**Objetivo 1**
Enumera todas las personas que el texto sobre Jiménez y El Mundo menciona por su nombre o apellido.
**Objetivo 2**
Resume en dos oraciones el texto sobre Jiménez y El Mundo.
**Objetivo 3**
Prosigue el texto sobre Jiménez y El Mundo a partir de su última oración.
───── Texto proporcionado ─────
Las publicaciones de El Mundo
se basaban en las actuaciones del juez Salvador Alba e ignoraban las
llamadas de la jueza en las que explicaba que era víctima de un complot
para arruinar su carrera política. Al final del proceso, la querella
contra Rosell quedó archivada y Alba fue procesado por cinco delitos,
entre ellos el de prevaricación judicial.
La trayectoria de Jiménez como director de
El Mundo concluyó
con una demanda contra la empresa por despido improcedente, acogiéndose
además a la cláusula de conciencia para los profesionales de la
información garantizada constitucionalmente y desarrollada en la
Ley Orgánica 2/1997,
de 19 de junio.
Antes de la celebración del juicio, Unidad Editorial y
el periodista pactaron un acuerdo de indemnización que incluía una
cláusula de confidencialidad que obliga a Jiménez a guardar silencio
pero que también recoge su “libertad de expresión constitucionalmente
reconocida”. Parece claro que el libro es fruto de esas cinco palabras.
En la redacción de El Mundo no ha sentado bien la publicación de El director.
Tanto entre Los Nobles —así se refiere al grupo de periodistas
veteranos con mando en plaza— como en redactores rasos hay resquemor. Se
entiende que, en el ajuste de cuentas que realiza, Jiménez no ha
escatimado munición contra quienes cumplían sus órdenes y también que
moldea un relato que le presenta como un mártir enfrentado a una causa
perdida de antemano, aunque no se ajuste a lo sucedido.
“Hay un claro
intento de venganza contra Fernández-Galiano y el director actual, pero
por el camino se venga de muchos redactores”, considera un cargo
intermedio de la redacción, quien también opina que Jiménez vende como
algo extraordinario lo que es común a cualquier director de periódico o
publicación: las presiones aparejadas a un cargo con esa responsabilidad
y sueldo.
Coinciden las fuentes consultadas por El Salto en calificar como extravagante y caótico el año que Jiménez dirigió El Mundo
y destacan su desconocimiento de rutinas básicas de una redacción como
el horario de las reuniones. ¿Por qué se le eligió como director,
entonces? En la Avenida de San Luis existe el convencimiento de que se
le nombró porque, por un lado, la empresa creía que podría modernizar el
periódico y, por otro, porque Fernández-Galiano le consideraba
fácilmente manipulable: una persona sin contactos en los círculos de
poder, que le iba a dejar hacer y deshacer a nivel político.
En opinión de un redactor bregado en varias secciones del periódico,
el diagnóstico que Jiménez hace en el libro es completamente acertado
—los medios grandes son meriendas de poder en las que la información
importa poco si no mueve palancas de poder, olvidándose del lector— pero
considera que no es la persona adecuada ni siquiera para hacer ese
diagnóstico: “Sabía qué era lo que había que arreglar pero no sabía por
qué las cosas eran así, porque no lo había conocido. Es como si pones a
un frutero a dirigir el periódico. Sabe qué es lo que va a querer leer
pero no sabe por qué las cosas son así. De pronto, abre la puerta de la
máquina y ve que la máquina funciona así y flipa. Y eso lo transmite el
libro”.
───── Información aportada ─────
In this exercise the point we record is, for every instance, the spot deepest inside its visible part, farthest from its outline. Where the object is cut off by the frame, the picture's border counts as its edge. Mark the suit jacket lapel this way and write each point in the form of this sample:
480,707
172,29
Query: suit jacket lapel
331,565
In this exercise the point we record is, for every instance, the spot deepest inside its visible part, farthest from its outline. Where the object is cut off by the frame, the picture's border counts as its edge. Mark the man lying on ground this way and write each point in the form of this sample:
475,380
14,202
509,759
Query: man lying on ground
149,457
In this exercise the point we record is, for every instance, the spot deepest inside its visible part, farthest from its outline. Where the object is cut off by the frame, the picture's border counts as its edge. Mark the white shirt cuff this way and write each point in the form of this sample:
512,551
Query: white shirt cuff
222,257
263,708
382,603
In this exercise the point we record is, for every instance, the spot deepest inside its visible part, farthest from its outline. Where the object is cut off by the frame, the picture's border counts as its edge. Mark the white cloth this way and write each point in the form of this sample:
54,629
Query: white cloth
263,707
─────
**Respuesta 1**
- Salvador Alba
- Rosell
- Jiménez
- Fernández-Galiano

**Respuesta 2**
La etapa de Jiménez como director de El Mundo terminó con una demanda por despido improcedente y un acuerdo de indemnización con Unidad Editorial que incluía una cláusula de confidencialidad. Su libro El director ha causado resquemor en la redacción, donde se le reprocha un ajuste de cuentas y un relato que lo presenta como un mártir, aunque un redactor considera acertado su diagnóstico sobre los grandes medios.

**Respuesta 3**
Otra voz de la redacción lo resume de manera muy descriptiva: “Fue como poner al frente de Marca a alguien a quien no le gusta el deporte. No era para él”.
Sí se reconoce, sin embargo, la voluntad de Jiménez de impulsar la
edición digital del diario y también una visión diferente a la de sus
predecesores en el cargo en cuanto al enfoque de los contenidos, como
explica otra fuente a El Salto: “La época de Casimiro fue
razonable, continuó con lo que hacía Pedro Jota pero menos atado al
rollo del poder.
David aportó la mirada de alguien a quien no le
interesa la política, le daba a los temas con interés humano un vuelo
que no se les había dado anteriormente. Y eso es importante porque es lo
que te moviliza lectores”.
En una semana frenética por la llegada de El director a librerías y por los sarpullidos que está provocando, Jiménez encuentra hueco para atender a El Salto.
¿Crees que hay alguna posibilidad de revertir ese ecosistema formado
por grandes directivos de empresas de comunicación y políticos en el que
los medios son palancas del poder que describes en el libro?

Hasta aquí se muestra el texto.